---- Passage provided

A Multiobjective Mathematical Model for Optimal Irrigation Water Allocation
Nahid Sultana, M. M. Rizvi, G. M. Wali Ullah
TL;DR
This paper develops a multiobjective optimization framework for irrigation water allocation that balances economic returns with environmental flow protection. By formulating two single-objective models, $NB_{\max}$ and $EFD_{\min}$, and a multiobjective extension, it expands the decision space to jointly optimize crop area and environmental releases, evaluated on the Muhuri Irrigation Project. The study demonstrates clear economic–ecological trade-offs, with a scalarization-based approach delivering nearly $10^3$ Pareto points in seconds and outperforming prior efforts in both coverage and speed. The framework offers a practical, transferable decision-support tool for regulated irrigation systems under scarcity, while outlining enhancements such as seasonality, uncertainty, and richer hydrologic dynamics for future work.

--------
---- Data extract

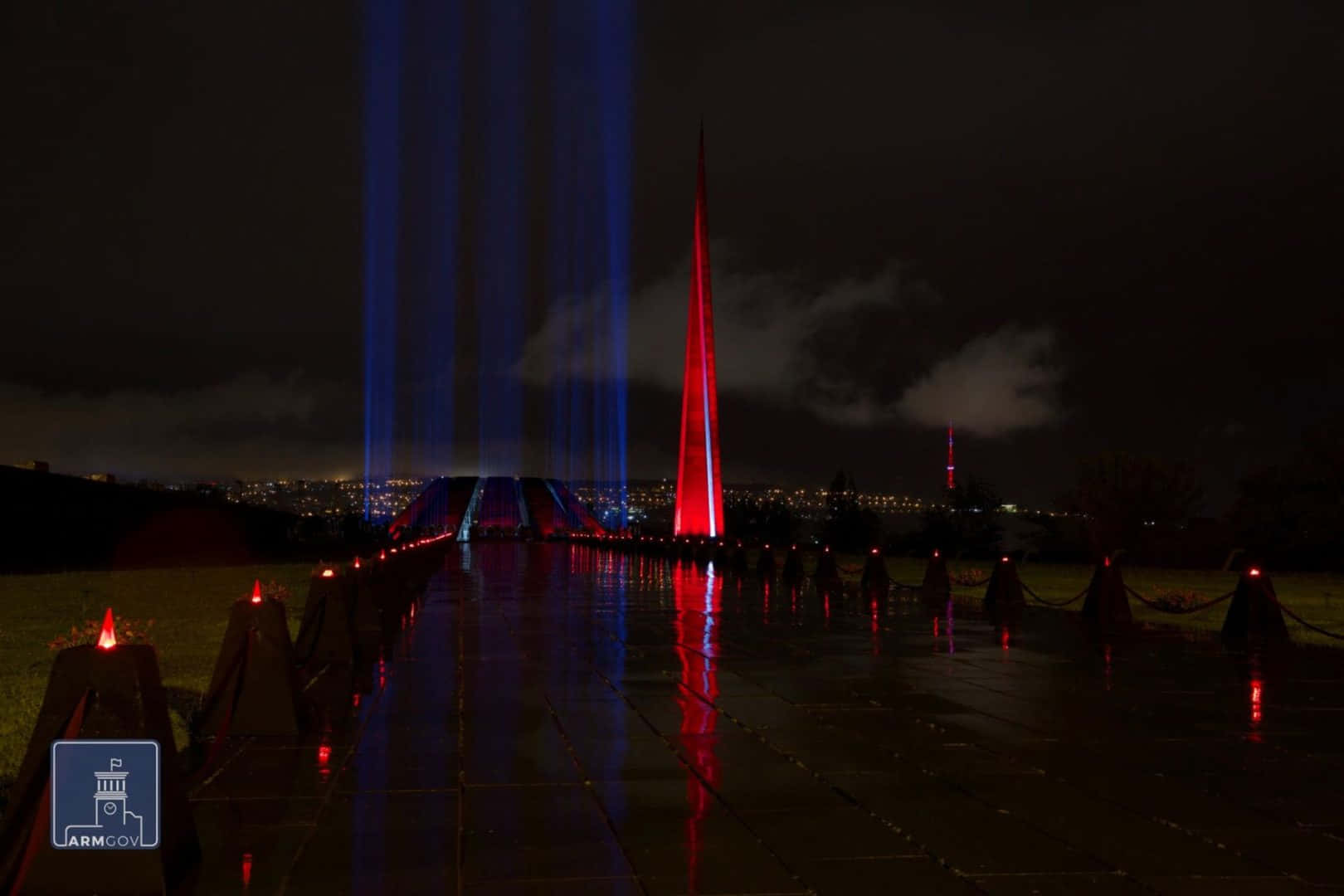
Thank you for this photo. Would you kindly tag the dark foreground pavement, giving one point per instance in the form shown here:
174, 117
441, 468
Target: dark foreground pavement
562, 722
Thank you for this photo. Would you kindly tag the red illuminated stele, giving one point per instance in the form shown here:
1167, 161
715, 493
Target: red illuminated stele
699, 485
108, 637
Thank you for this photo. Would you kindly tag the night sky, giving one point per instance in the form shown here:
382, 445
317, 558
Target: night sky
1066, 229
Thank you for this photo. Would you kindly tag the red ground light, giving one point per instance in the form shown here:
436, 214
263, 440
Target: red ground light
108, 637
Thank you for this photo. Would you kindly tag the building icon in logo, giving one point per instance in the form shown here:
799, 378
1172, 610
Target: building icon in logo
124, 781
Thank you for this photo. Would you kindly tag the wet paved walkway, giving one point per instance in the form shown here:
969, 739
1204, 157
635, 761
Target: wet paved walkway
555, 720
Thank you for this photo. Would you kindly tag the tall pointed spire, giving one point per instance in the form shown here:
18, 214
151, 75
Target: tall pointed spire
699, 489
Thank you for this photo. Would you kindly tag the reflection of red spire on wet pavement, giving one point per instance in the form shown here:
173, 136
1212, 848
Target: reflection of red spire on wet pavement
696, 645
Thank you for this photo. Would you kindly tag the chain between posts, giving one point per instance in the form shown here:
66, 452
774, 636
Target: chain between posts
1183, 611
902, 586
1055, 603
1304, 622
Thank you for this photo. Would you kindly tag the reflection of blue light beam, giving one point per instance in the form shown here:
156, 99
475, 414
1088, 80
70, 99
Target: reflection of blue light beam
504, 251
382, 139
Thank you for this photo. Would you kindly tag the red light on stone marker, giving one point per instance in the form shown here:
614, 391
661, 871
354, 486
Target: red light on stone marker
108, 637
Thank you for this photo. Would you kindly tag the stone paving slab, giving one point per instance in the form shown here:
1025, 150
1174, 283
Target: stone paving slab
539, 730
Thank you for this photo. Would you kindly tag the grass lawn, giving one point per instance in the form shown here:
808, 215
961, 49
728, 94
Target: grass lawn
190, 607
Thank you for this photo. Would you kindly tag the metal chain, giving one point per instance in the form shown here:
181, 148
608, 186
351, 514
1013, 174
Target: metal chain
1183, 611
1304, 622
1054, 603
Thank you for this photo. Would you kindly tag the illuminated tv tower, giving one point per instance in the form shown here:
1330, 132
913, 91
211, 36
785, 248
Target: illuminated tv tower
952, 483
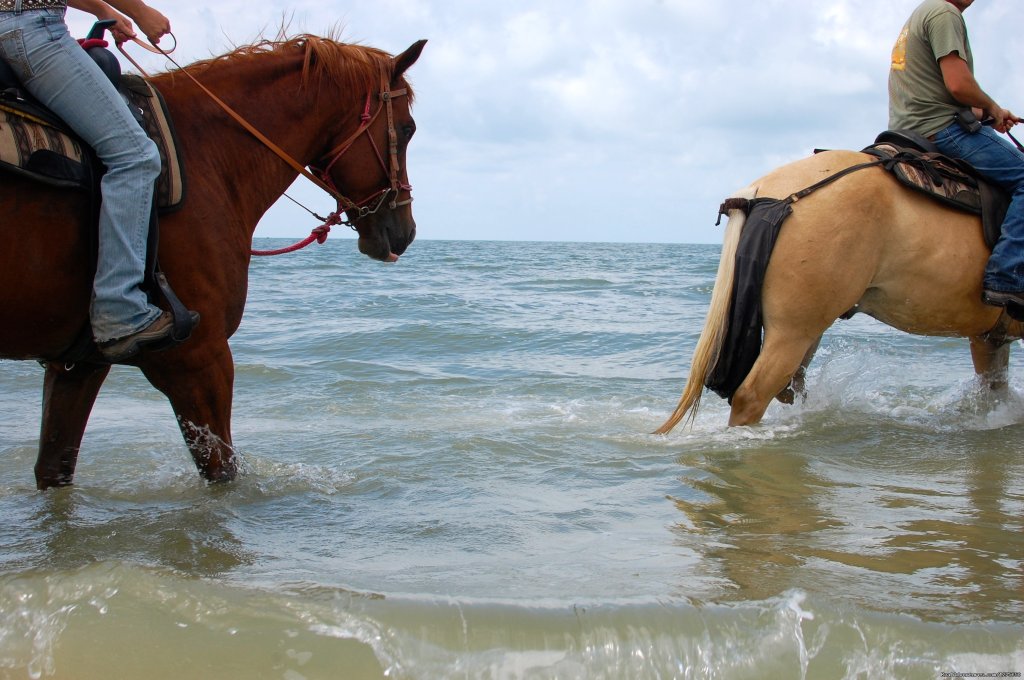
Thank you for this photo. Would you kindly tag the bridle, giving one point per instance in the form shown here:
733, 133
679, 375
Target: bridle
391, 167
320, 173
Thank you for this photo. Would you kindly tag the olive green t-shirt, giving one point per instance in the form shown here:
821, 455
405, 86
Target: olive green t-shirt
919, 99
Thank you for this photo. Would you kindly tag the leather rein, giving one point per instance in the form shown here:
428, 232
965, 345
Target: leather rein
320, 173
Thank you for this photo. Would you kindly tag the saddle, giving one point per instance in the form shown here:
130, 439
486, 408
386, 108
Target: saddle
916, 162
34, 142
37, 144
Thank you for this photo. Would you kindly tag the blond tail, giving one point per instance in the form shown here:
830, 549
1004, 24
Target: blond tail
710, 345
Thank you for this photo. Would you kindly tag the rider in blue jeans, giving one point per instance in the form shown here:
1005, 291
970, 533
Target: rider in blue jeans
54, 69
932, 90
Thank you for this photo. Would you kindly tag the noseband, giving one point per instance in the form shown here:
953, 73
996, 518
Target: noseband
391, 168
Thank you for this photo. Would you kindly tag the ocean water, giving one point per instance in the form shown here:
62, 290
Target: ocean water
448, 472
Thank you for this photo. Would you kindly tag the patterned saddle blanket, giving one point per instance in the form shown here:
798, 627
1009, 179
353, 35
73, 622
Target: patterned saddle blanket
915, 163
37, 144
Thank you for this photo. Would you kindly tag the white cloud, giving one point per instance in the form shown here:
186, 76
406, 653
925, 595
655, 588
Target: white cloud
611, 119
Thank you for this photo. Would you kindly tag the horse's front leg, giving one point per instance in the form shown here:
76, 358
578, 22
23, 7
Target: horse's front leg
68, 398
198, 380
991, 360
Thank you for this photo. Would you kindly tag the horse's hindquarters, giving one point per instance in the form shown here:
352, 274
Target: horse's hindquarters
46, 268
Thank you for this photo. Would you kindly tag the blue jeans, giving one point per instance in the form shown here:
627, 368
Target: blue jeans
1004, 166
57, 72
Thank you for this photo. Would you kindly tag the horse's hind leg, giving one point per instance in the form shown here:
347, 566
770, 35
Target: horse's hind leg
198, 382
780, 357
798, 384
991, 360
68, 398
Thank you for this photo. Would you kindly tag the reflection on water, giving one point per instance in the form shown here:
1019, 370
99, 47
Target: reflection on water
939, 535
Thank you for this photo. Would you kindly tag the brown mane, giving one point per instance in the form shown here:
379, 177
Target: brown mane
349, 66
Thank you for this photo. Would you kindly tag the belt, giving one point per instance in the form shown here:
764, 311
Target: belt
8, 5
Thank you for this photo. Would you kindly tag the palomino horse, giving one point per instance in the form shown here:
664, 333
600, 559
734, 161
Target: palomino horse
863, 242
317, 99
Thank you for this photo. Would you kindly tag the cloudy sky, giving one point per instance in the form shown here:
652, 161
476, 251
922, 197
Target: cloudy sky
608, 120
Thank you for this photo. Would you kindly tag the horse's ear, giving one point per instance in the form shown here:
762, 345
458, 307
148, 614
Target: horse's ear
408, 58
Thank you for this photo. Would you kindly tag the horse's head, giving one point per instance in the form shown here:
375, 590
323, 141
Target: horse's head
372, 178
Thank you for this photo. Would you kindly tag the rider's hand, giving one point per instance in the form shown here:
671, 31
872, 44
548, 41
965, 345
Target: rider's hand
153, 24
1003, 120
123, 31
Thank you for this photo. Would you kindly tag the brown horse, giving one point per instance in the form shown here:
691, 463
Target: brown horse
864, 243
308, 96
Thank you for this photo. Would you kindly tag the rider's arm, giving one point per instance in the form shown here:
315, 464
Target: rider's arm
963, 86
122, 31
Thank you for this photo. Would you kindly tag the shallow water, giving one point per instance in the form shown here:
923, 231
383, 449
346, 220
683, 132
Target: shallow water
448, 472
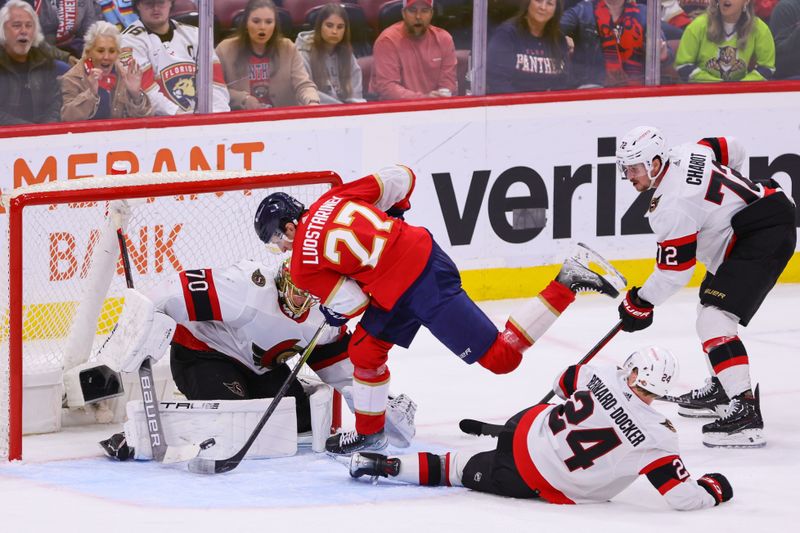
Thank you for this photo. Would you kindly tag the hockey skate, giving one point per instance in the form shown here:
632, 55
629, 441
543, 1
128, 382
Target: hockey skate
708, 401
586, 270
740, 427
350, 442
374, 465
116, 447
400, 429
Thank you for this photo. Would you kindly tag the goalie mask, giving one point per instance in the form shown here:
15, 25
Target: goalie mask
294, 299
656, 368
641, 145
272, 215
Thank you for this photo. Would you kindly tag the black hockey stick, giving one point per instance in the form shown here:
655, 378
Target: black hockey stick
476, 427
162, 452
202, 465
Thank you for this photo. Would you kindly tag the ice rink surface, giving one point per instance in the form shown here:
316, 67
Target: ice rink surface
65, 485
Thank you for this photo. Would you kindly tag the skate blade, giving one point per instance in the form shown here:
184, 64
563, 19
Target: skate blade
594, 261
747, 438
697, 413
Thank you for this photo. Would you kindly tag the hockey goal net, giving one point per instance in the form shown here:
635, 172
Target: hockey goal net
58, 302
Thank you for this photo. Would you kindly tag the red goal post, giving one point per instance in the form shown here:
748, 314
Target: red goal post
179, 220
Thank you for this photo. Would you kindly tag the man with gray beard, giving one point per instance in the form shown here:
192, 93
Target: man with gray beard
28, 82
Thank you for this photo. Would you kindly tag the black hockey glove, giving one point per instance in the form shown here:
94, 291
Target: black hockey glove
396, 212
332, 317
635, 313
717, 485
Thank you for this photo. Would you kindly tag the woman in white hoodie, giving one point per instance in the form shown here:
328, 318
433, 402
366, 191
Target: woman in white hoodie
329, 59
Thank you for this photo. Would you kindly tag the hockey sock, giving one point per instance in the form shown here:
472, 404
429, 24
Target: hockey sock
535, 317
370, 392
427, 469
525, 326
728, 358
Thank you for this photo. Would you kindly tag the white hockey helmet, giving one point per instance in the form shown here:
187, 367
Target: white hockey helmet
641, 145
656, 368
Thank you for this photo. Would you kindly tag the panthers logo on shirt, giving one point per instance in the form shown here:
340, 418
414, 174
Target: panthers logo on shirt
177, 82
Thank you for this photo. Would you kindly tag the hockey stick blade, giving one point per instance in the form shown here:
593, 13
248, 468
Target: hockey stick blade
202, 465
478, 428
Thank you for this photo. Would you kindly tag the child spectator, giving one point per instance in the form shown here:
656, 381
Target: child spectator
609, 40
412, 58
722, 43
101, 87
262, 68
528, 52
328, 57
785, 26
28, 87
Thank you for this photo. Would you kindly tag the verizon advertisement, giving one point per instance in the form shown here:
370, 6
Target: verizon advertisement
500, 186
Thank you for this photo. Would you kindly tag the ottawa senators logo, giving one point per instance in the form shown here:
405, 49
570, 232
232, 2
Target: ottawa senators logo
654, 203
177, 82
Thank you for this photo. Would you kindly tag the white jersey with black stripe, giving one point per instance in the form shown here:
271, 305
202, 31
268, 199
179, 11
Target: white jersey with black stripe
691, 212
236, 312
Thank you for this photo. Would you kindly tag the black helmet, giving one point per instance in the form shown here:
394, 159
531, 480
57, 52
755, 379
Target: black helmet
274, 212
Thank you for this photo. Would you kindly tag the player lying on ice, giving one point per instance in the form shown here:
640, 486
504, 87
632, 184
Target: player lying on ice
356, 253
236, 327
587, 449
744, 232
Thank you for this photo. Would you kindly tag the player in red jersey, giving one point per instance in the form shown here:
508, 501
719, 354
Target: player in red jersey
354, 251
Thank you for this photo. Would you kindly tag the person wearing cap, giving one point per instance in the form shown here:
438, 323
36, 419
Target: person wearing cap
414, 59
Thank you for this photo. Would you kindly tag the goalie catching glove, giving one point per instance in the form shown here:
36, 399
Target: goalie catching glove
718, 486
634, 312
140, 332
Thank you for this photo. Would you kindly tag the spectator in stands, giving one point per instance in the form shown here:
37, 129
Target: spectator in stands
65, 22
328, 57
28, 87
723, 43
609, 41
166, 51
262, 68
118, 12
100, 86
412, 58
528, 51
785, 26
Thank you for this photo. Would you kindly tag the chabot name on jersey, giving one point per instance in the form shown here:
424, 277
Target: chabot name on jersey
617, 413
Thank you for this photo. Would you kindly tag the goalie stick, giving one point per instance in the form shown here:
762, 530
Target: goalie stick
476, 427
162, 452
202, 465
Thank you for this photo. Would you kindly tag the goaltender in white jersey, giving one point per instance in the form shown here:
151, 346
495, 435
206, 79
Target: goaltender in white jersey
587, 449
166, 50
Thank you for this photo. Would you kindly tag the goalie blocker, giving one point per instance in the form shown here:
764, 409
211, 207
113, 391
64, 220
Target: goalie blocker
229, 423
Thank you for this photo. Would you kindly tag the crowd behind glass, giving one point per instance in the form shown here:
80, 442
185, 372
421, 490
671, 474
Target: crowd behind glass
69, 60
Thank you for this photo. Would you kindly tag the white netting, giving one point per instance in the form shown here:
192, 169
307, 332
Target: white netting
165, 234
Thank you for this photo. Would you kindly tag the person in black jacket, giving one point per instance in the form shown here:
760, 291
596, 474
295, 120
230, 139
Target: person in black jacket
28, 85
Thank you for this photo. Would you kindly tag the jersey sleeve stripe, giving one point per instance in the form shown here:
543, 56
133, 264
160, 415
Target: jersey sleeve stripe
569, 380
662, 473
524, 462
658, 463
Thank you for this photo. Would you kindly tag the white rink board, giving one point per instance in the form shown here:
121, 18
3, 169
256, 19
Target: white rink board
451, 147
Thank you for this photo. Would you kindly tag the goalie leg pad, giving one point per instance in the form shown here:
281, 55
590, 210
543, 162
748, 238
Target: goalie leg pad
89, 383
228, 422
140, 332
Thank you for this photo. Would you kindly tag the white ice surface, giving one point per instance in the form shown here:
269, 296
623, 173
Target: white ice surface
65, 485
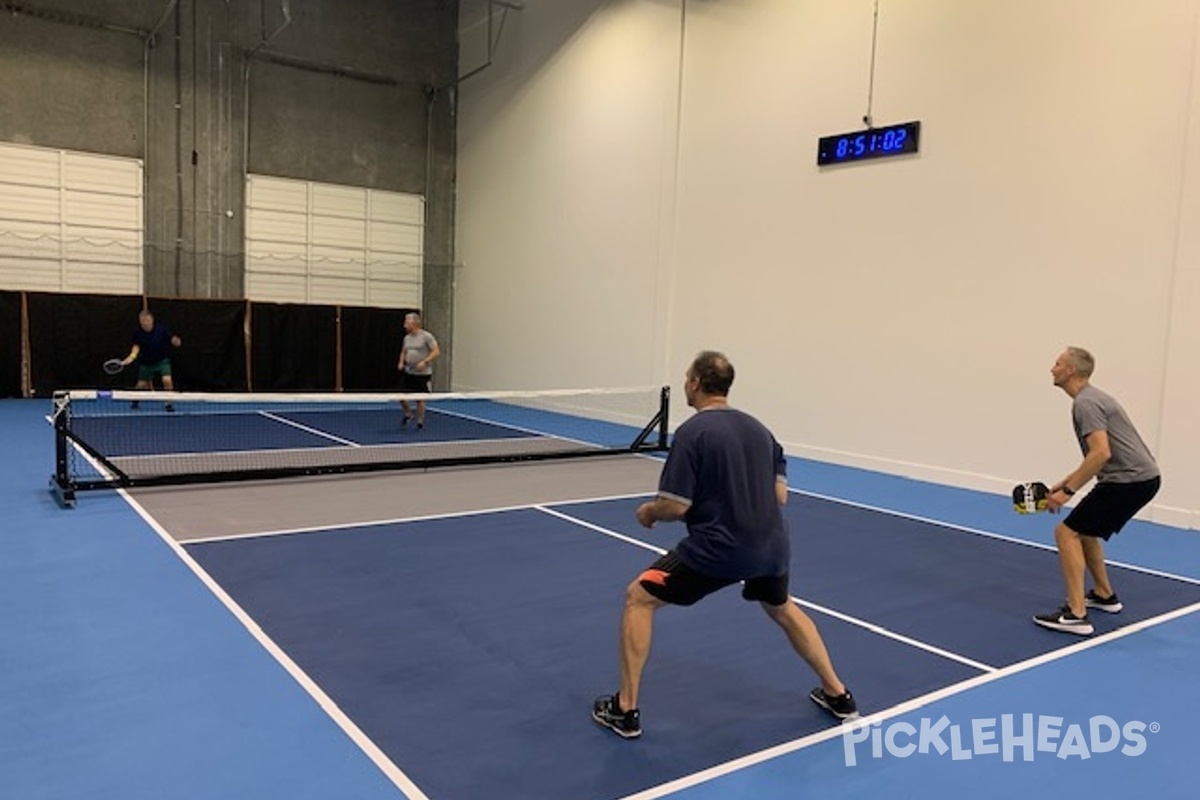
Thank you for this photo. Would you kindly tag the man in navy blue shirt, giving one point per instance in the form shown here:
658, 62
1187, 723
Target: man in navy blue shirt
726, 479
151, 348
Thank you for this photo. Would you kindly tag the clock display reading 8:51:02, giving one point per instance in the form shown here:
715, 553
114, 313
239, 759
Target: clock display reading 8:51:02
871, 143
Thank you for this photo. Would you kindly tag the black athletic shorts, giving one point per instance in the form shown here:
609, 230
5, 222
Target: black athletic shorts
411, 384
673, 582
1109, 506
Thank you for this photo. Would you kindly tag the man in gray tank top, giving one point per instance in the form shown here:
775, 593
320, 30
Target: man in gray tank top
1127, 479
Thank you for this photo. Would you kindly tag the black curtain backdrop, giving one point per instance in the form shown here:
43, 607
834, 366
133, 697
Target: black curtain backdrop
211, 356
371, 340
71, 336
10, 344
293, 348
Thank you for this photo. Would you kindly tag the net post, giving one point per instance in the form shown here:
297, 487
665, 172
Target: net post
664, 409
61, 485
659, 422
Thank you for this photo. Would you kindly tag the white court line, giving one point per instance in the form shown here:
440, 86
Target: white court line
846, 618
393, 521
327, 703
727, 768
989, 534
335, 713
309, 429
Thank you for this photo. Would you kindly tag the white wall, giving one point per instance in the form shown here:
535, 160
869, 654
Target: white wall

--------

Extend the summary of the irrigation water allocation model, picking up after its final sentence. The rows are not needed for this.

Abstract
Sustainable irrigation and food security increasingly depend on efficient water resource management in the face of growing climatic and economic constraints. In this study, we develop two single objective optimization models for irrigation planning, one that maximizes net benefit and the other that minimizes environmental flow deficiency, and compare their performance with established models reported in previous studies. We then extend the analysis to a multiobjective programming formulation solved through scalarization and genetic approaches to evaluate trade-offs. Numerical experiments on the Muhuri Irrigation Project reveal three outcomes: (i) a complete scenario view with profits ranging from $ \$ 0.2 \times 10^9$ to $ \$ 1.497\times 10^9$ and environmental flow deficits between 0 and 1200 GL, where the 1200 GL represents the theoretical annual maximum under a 100 GL uniform monthly target; (ii) explicit trade-offs showing higher profits correspond to greater ecological shortfalls; and (iii) an integration based approach producing nearly 1000 Pareto optimal solutions within seconds, greatly outperforming earlier studies.